### Stored rows
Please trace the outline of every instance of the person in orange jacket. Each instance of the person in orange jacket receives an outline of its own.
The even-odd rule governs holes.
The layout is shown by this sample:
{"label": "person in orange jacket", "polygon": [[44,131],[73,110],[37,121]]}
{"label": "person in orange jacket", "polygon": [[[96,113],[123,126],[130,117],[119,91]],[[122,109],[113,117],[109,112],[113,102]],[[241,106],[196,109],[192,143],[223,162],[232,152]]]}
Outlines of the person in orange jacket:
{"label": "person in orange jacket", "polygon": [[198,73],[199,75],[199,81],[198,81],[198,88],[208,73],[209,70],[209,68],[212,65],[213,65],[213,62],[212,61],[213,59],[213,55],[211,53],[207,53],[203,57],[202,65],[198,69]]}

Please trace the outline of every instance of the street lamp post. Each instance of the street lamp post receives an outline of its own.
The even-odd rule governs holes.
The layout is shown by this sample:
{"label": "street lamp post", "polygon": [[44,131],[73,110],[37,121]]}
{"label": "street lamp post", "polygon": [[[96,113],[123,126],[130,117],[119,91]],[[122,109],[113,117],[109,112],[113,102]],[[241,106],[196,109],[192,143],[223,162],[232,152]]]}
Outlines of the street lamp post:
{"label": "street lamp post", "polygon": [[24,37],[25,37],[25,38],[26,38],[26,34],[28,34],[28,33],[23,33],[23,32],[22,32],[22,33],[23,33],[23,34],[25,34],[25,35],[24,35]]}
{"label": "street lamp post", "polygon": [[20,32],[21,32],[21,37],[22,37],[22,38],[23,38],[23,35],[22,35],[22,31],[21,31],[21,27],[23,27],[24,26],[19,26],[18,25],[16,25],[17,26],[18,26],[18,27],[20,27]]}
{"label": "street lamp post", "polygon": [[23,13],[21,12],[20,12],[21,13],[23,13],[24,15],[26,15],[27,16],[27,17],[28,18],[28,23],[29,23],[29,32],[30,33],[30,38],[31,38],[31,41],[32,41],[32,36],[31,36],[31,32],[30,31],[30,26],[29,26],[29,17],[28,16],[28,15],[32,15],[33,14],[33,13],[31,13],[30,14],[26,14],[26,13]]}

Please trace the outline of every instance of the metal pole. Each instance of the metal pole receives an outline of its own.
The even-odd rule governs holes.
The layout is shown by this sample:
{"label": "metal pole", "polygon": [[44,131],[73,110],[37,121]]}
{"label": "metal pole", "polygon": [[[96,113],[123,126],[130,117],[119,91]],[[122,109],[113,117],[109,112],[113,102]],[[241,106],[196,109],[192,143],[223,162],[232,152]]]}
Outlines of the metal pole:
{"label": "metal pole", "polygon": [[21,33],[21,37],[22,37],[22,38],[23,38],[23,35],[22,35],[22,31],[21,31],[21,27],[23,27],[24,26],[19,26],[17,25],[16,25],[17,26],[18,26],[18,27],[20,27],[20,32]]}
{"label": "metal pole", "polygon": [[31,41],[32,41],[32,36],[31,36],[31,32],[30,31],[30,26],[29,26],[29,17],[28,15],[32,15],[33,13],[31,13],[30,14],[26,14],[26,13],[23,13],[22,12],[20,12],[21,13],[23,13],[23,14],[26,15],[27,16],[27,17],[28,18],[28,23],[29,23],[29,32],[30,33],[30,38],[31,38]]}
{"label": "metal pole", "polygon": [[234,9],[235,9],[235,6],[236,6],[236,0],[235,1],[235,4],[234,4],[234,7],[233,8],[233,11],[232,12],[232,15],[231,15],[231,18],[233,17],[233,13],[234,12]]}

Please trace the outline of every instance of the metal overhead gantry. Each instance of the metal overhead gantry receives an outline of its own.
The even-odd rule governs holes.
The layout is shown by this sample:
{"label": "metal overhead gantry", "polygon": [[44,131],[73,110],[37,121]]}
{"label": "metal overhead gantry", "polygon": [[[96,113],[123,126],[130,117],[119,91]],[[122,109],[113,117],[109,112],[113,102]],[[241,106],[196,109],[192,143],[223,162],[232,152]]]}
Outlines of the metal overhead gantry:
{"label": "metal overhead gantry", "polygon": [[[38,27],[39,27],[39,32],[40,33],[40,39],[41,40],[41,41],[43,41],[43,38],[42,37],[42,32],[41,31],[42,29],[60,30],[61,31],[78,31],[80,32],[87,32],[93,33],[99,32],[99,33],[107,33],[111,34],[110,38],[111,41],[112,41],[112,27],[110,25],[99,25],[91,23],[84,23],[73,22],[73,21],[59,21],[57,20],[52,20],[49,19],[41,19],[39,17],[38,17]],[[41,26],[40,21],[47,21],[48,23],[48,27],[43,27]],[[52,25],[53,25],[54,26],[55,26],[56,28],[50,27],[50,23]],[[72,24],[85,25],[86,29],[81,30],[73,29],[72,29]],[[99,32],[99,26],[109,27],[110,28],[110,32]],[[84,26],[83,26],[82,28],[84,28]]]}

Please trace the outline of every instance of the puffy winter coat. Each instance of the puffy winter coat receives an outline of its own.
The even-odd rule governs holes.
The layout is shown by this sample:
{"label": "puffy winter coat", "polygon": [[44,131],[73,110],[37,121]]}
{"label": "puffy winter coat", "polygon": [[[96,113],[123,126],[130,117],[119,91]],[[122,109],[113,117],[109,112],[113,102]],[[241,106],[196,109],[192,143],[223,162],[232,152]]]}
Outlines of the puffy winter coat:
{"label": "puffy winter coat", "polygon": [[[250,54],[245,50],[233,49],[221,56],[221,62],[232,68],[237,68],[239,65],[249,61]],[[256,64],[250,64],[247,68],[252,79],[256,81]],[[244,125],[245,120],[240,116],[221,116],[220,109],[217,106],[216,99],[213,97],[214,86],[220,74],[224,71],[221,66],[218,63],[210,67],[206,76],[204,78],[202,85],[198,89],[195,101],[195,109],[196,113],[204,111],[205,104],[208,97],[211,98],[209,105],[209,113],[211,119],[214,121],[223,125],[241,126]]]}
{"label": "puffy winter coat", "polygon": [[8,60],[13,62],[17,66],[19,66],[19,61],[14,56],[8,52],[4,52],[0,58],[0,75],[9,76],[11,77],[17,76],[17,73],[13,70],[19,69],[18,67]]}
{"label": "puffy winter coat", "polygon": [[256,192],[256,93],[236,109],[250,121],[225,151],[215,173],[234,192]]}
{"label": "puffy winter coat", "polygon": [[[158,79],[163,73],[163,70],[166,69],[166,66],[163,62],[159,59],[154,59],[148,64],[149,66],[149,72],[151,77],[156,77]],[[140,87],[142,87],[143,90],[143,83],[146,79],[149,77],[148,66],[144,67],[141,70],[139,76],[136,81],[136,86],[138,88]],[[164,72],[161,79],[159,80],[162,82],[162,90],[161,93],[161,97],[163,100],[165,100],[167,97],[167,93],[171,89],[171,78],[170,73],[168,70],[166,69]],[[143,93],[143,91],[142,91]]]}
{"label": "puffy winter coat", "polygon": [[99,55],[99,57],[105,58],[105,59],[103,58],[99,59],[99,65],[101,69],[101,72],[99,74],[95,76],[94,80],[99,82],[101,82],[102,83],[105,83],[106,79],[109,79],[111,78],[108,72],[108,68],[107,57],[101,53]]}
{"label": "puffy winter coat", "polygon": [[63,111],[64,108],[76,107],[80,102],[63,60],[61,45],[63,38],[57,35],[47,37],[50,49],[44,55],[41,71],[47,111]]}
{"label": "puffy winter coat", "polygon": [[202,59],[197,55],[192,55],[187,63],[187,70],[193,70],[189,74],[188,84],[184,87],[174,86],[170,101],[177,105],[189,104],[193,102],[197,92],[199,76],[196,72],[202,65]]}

### Written request
Copy out every one of the records above, switching "even-odd rule" to "nonzero winding rule" wherever it occurs and leaving everything else unchanged.

### The completed task
Please trace the outline of every instance of the person in orange jacket. Each instance of the person in orange jacket receives an outline of its own.
The nonzero winding rule governs holes.
The layout is shown by this sample:
{"label": "person in orange jacket", "polygon": [[44,131],[73,110],[37,121]]}
{"label": "person in orange jacket", "polygon": [[[96,113],[123,126],[130,117],[119,91]],[[122,109],[113,117],[109,112],[113,102]],[[241,106],[196,109],[192,143],[223,162],[232,152]]]}
Outlines of the person in orange jacket:
{"label": "person in orange jacket", "polygon": [[198,73],[199,75],[199,81],[198,81],[198,88],[208,73],[209,70],[209,68],[212,65],[213,65],[213,62],[212,61],[213,59],[213,55],[211,53],[207,53],[203,57],[202,65],[198,69]]}

Please trace the outline of every instance of the street lamp post. Each instance of the street lamp post receives an outline of its own.
The nonzero winding rule governs holes.
The layout is shown by this sample:
{"label": "street lamp post", "polygon": [[44,131],[73,110],[37,121]]}
{"label": "street lamp post", "polygon": [[[96,113],[123,126],[130,117],[119,91]],[[122,109],[113,117],[109,112],[113,102]],[[241,106],[196,109],[192,143],[223,162],[232,152]]]}
Outlines of the street lamp post:
{"label": "street lamp post", "polygon": [[24,37],[25,37],[25,38],[26,38],[26,34],[28,34],[28,33],[23,33],[23,32],[22,32],[22,33],[23,33],[23,34],[25,34],[25,35],[24,35]]}
{"label": "street lamp post", "polygon": [[20,32],[21,32],[21,37],[22,37],[22,38],[23,38],[23,35],[22,35],[22,31],[21,31],[21,27],[23,27],[24,26],[19,26],[18,25],[16,25],[17,26],[18,26],[18,27],[20,27]]}
{"label": "street lamp post", "polygon": [[23,13],[21,12],[20,12],[21,13],[23,13],[24,15],[26,15],[27,16],[27,17],[28,18],[28,23],[29,23],[29,32],[30,33],[30,38],[31,38],[31,41],[32,41],[32,36],[31,36],[31,32],[30,31],[30,26],[29,26],[29,17],[28,16],[28,15],[32,15],[33,14],[33,13],[31,13],[30,14],[26,14],[26,13]]}

Please trace the outline of every instance of the metal pole. Each instance of the metal pole receives an outline of its own.
The nonzero winding rule governs holes.
The layout is shown by this sample:
{"label": "metal pole", "polygon": [[44,131],[73,110],[37,121]]}
{"label": "metal pole", "polygon": [[[96,113],[123,126],[130,117],[119,91]],[[122,109],[113,117],[109,112],[113,102]],[[241,106],[196,109],[192,143],[223,162],[232,152]]]}
Outlines of the metal pole:
{"label": "metal pole", "polygon": [[21,33],[21,37],[22,37],[22,38],[23,38],[23,35],[22,35],[22,31],[21,31],[21,27],[23,27],[24,26],[19,26],[17,25],[16,25],[17,26],[18,26],[18,27],[20,27],[20,32]]}
{"label": "metal pole", "polygon": [[31,41],[32,41],[32,36],[31,36],[31,32],[30,31],[30,26],[29,26],[29,17],[28,15],[32,15],[33,13],[31,13],[30,14],[26,14],[26,13],[23,13],[22,12],[20,12],[21,13],[23,13],[23,14],[26,15],[27,16],[27,17],[28,18],[28,23],[29,23],[29,32],[30,33],[30,38],[31,38]]}
{"label": "metal pole", "polygon": [[234,9],[235,9],[235,6],[236,6],[236,0],[235,1],[235,4],[234,4],[234,7],[233,8],[233,11],[232,12],[232,15],[231,15],[231,18],[233,17],[233,13],[234,12]]}

Please trace the outline of every instance of the metal overhead gantry. Each instance of the metal overhead gantry receives an outline of its own.
The nonzero winding rule governs holes.
The layout is shown by this sample:
{"label": "metal overhead gantry", "polygon": [[44,131],[73,110],[37,121]]}
{"label": "metal overhead gantry", "polygon": [[[96,113],[123,126],[130,117],[119,91]],[[122,109],[113,117],[109,112],[113,102]],[[241,106],[196,109],[192,143],[223,162],[232,152]]]}
Outlines of the metal overhead gantry:
{"label": "metal overhead gantry", "polygon": [[[38,27],[39,27],[39,32],[40,33],[40,39],[41,40],[41,41],[43,41],[43,38],[42,37],[42,32],[41,31],[42,29],[60,30],[61,31],[78,31],[80,32],[87,32],[93,33],[99,32],[99,33],[107,33],[111,34],[110,38],[111,41],[112,41],[112,27],[110,25],[99,25],[91,23],[84,23],[73,22],[73,21],[59,21],[57,20],[52,20],[49,19],[41,19],[39,17],[38,17]],[[41,26],[40,21],[47,21],[48,23],[48,27],[43,27]],[[52,25],[53,25],[54,26],[55,26],[56,28],[50,27],[50,23]],[[72,24],[85,25],[86,29],[81,30],[73,29],[72,29]],[[99,32],[99,26],[109,27],[110,28],[110,32]],[[84,26],[83,26],[82,28],[84,28]]]}

Please trace the outline of every instance of the puffy winter coat. Each instance of the puffy winter coat receives an outline of its own.
The nonzero winding rule governs holes.
The layout is shown by this sample:
{"label": "puffy winter coat", "polygon": [[44,131],[73,110],[37,121]]}
{"label": "puffy winter coat", "polygon": [[[96,113],[123,126],[130,117],[119,91]],[[122,109],[113,117],[109,112],[113,102]],[[241,106],[196,109],[192,143],[223,162],[232,152]]]}
Outlines of the puffy winter coat:
{"label": "puffy winter coat", "polygon": [[[250,54],[245,50],[233,49],[221,56],[221,62],[232,68],[237,68],[239,65],[249,61]],[[256,64],[250,64],[247,68],[252,79],[256,81]],[[244,125],[245,120],[240,116],[221,116],[220,109],[217,106],[216,99],[213,97],[214,86],[220,74],[224,71],[221,66],[218,63],[210,67],[206,76],[204,78],[202,85],[198,89],[195,101],[195,109],[196,113],[204,111],[205,104],[208,97],[211,98],[209,105],[209,113],[211,119],[214,121],[223,125],[241,126]]]}
{"label": "puffy winter coat", "polygon": [[8,60],[13,62],[17,66],[19,66],[19,61],[14,56],[8,52],[4,52],[0,58],[0,75],[9,76],[11,77],[17,76],[17,73],[13,70],[19,69],[18,67]]}
{"label": "puffy winter coat", "polygon": [[256,192],[256,93],[236,109],[250,121],[225,151],[215,173],[234,192]]}
{"label": "puffy winter coat", "polygon": [[[158,79],[163,73],[163,70],[166,69],[166,66],[163,62],[159,59],[154,59],[148,64],[149,66],[149,72],[151,77],[156,77]],[[140,87],[142,87],[143,90],[143,83],[146,79],[149,77],[148,66],[144,67],[141,70],[139,76],[136,81],[136,86],[138,88]],[[164,72],[161,79],[159,80],[162,82],[162,90],[161,93],[161,97],[163,100],[165,100],[167,97],[167,93],[171,89],[171,78],[170,73],[168,70],[166,69]],[[143,93],[143,91],[142,91]]]}
{"label": "puffy winter coat", "polygon": [[99,55],[99,57],[105,58],[105,59],[103,58],[99,59],[99,65],[101,69],[101,72],[99,74],[95,76],[94,80],[99,82],[101,82],[102,83],[105,83],[106,79],[109,79],[111,78],[108,72],[108,68],[107,57],[101,53]]}
{"label": "puffy winter coat", "polygon": [[63,111],[64,108],[76,107],[80,102],[63,60],[61,45],[63,38],[57,35],[47,37],[50,49],[44,55],[41,71],[47,111]]}
{"label": "puffy winter coat", "polygon": [[202,59],[197,55],[192,55],[187,63],[187,70],[193,70],[189,74],[188,84],[184,87],[174,86],[170,101],[177,105],[189,104],[193,102],[197,92],[199,76],[196,72],[202,65]]}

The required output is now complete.